_Written instruction:_ Print the rows below unchanged, from the one containing "When you get a chance, could you detect the road" through the one containing "[207,131,224,191]", and nothing else.

◇ ◇ ◇ ◇ ◇ ◇ ◇

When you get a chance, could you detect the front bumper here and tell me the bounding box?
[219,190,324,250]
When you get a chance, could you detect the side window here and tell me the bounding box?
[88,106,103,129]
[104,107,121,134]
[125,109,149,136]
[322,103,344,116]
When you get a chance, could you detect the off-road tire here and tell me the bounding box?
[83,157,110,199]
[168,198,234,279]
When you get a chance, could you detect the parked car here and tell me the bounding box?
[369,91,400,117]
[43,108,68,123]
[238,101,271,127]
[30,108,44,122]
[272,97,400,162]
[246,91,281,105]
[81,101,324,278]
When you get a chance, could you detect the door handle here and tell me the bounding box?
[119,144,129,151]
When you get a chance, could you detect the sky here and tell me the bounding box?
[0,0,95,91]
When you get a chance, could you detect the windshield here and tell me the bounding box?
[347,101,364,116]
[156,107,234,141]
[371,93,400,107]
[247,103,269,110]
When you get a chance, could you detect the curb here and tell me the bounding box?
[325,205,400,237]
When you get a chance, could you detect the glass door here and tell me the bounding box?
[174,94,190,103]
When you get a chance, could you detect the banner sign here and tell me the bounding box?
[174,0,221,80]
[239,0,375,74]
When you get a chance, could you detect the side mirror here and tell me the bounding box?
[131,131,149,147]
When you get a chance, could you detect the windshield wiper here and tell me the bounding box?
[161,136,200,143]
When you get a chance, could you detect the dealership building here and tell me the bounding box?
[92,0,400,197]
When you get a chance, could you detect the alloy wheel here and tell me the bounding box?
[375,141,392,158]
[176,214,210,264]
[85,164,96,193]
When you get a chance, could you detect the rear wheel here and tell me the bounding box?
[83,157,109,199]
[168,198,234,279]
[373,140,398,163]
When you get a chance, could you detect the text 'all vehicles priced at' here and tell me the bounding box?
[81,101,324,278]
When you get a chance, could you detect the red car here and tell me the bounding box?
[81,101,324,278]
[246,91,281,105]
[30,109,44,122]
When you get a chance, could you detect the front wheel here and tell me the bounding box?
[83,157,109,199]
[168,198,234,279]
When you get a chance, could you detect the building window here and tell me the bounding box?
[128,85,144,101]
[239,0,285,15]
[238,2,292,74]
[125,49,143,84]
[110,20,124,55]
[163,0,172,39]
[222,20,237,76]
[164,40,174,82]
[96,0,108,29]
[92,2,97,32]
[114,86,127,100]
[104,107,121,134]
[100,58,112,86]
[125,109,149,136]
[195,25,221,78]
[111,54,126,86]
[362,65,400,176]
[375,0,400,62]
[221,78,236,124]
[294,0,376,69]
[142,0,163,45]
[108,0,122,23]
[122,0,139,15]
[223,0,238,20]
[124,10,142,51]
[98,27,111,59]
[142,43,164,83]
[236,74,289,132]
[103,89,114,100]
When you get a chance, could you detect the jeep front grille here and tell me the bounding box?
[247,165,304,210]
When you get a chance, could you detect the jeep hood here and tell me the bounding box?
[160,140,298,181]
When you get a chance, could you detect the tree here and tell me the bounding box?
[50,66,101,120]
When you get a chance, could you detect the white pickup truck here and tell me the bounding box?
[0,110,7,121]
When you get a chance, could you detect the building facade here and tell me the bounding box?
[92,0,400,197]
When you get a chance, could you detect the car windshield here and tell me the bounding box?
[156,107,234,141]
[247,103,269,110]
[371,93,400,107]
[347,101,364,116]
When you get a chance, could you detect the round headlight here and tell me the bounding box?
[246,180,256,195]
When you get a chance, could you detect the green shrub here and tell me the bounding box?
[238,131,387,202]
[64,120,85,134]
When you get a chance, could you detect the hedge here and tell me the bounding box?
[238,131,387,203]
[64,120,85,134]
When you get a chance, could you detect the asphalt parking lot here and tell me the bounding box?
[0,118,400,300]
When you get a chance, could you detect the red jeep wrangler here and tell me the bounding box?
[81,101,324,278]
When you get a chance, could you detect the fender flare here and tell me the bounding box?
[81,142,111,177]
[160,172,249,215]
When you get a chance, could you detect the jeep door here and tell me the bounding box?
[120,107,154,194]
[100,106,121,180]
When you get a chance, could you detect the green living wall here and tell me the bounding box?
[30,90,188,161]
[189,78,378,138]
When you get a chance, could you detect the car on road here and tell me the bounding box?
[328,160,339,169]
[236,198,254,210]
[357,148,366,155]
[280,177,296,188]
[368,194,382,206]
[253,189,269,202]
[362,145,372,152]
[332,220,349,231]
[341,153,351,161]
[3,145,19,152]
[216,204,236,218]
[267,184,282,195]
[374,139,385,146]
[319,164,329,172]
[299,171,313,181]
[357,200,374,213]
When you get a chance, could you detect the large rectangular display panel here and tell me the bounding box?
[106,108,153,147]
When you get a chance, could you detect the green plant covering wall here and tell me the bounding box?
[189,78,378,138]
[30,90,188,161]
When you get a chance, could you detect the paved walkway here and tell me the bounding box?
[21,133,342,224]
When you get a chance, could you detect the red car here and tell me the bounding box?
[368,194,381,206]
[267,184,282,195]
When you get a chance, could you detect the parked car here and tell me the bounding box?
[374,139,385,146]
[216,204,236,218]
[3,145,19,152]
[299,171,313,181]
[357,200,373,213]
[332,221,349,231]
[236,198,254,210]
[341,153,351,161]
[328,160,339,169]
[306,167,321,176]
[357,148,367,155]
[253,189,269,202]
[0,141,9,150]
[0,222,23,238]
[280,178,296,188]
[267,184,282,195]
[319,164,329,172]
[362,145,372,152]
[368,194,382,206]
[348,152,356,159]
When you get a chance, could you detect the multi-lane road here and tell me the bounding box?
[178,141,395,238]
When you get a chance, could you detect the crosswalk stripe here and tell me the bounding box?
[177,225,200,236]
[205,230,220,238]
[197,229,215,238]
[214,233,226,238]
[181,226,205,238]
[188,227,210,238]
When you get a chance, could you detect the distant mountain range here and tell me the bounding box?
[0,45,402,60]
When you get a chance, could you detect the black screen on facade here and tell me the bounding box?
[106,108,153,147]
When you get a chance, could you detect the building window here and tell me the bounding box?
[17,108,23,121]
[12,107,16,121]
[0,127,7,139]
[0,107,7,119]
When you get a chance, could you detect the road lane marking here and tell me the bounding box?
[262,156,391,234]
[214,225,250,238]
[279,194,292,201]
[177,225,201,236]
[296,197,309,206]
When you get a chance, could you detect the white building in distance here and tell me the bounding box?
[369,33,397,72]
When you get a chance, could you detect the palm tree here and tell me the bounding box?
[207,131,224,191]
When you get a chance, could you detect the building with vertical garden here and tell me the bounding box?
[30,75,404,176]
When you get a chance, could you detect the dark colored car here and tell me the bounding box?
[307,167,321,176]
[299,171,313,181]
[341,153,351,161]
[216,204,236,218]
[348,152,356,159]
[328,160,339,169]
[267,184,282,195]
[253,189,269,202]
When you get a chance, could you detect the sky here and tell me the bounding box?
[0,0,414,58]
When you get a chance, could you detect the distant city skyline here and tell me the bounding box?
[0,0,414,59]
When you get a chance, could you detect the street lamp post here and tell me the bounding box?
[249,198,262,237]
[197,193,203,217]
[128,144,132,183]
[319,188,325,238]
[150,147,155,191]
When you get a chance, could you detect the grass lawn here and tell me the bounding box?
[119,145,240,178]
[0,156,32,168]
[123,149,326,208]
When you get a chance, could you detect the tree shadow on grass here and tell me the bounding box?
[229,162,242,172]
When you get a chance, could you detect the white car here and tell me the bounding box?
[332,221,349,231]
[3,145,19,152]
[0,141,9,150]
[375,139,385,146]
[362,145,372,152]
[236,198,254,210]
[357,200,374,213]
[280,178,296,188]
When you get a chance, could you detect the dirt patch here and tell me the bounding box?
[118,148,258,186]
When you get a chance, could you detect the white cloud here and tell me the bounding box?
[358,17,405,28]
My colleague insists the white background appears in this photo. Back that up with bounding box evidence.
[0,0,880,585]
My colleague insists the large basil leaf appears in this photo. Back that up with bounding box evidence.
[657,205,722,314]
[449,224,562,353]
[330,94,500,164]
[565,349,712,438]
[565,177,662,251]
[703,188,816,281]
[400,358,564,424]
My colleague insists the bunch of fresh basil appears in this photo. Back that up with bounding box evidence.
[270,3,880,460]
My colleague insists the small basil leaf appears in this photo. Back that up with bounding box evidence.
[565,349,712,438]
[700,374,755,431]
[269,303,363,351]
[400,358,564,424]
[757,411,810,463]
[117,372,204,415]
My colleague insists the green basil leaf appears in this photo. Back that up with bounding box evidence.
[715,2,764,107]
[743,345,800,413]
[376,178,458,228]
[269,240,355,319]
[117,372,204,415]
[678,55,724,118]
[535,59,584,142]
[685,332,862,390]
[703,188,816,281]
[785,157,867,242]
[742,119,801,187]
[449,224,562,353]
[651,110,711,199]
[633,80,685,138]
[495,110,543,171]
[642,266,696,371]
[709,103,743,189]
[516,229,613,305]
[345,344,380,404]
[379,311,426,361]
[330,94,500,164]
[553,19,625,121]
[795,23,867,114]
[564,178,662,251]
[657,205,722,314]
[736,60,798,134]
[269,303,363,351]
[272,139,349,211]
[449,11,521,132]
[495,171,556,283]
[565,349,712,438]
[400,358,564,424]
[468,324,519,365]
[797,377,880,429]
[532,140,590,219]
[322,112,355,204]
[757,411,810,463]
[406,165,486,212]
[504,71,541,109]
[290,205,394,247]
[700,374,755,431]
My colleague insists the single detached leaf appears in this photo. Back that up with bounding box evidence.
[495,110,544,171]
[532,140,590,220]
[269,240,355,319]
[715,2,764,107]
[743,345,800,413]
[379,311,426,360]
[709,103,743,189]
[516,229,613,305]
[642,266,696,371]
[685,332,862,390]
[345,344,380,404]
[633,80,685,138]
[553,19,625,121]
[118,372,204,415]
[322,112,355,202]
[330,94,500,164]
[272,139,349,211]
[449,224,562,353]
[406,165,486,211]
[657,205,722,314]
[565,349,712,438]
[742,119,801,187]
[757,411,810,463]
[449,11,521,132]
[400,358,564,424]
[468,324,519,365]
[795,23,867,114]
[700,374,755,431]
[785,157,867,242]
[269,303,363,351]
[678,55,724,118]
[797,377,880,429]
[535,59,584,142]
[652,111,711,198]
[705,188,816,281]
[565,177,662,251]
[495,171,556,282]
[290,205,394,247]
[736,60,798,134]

◇ ◇ ◇ ◇ ◇ ◇ ◇

_Problem solution:_
When you get a chance, could you detect the road lane marking here and tell me the bounding box?
[262,156,391,234]
[214,225,250,238]
[279,194,292,201]
[177,225,201,236]
[296,197,309,206]
When you get a chance, could you detect the white building in distance here and tell me the bounding box?
[369,33,397,72]
When you get a chance, could you detect the palm tree here and tell me the bounding box?
[207,131,224,191]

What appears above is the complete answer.